Goal: Show each line in the records below that contains the string "left", copying those lines in full.

─── Supplied entries ───

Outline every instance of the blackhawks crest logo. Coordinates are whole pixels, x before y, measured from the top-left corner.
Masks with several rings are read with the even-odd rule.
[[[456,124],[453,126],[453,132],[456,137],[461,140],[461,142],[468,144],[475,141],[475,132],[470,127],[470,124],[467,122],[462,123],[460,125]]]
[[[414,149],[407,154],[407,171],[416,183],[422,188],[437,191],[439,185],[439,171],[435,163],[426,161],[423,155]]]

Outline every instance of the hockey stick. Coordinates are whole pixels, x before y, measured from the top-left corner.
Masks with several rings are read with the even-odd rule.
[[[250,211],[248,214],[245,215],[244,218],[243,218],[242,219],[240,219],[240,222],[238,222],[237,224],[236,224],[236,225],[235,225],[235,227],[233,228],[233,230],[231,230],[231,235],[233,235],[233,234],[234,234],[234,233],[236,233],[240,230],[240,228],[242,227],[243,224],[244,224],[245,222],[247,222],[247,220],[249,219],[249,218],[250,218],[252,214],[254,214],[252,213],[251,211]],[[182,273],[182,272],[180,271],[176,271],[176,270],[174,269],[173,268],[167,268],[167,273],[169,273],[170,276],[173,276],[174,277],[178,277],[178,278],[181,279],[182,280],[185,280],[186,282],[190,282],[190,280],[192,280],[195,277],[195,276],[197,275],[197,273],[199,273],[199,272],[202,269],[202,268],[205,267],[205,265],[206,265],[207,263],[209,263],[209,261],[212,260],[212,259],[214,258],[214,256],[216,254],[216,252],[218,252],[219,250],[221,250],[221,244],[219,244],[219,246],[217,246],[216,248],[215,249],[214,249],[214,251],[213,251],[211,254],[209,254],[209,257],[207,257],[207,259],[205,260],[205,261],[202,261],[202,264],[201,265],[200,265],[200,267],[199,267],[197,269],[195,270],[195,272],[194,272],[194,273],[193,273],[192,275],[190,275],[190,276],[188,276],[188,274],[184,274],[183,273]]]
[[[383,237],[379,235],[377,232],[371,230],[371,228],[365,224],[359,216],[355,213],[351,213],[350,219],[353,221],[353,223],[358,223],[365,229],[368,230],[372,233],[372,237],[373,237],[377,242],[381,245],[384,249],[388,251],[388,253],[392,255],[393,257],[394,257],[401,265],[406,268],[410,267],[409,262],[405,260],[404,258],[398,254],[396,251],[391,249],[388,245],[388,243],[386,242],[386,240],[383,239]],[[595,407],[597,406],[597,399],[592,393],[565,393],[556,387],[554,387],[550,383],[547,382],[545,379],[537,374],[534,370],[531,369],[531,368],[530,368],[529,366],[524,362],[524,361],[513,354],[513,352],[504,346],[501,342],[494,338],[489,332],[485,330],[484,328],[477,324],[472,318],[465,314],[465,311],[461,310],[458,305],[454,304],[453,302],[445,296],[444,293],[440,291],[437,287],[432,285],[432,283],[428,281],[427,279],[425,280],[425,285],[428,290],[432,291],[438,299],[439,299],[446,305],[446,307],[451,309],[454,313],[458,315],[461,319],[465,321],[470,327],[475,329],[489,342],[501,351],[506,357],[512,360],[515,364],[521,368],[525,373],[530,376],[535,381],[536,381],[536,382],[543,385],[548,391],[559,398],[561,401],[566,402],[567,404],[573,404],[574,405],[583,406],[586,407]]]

───

Reply:
Outline every instance of the blackhawks crest logo. Coordinates are whole pixels, x before y, measured from the top-left corner.
Outline every instance of the hockey stick. Coordinates are whole pixels, x before y, measured from the top-left corner.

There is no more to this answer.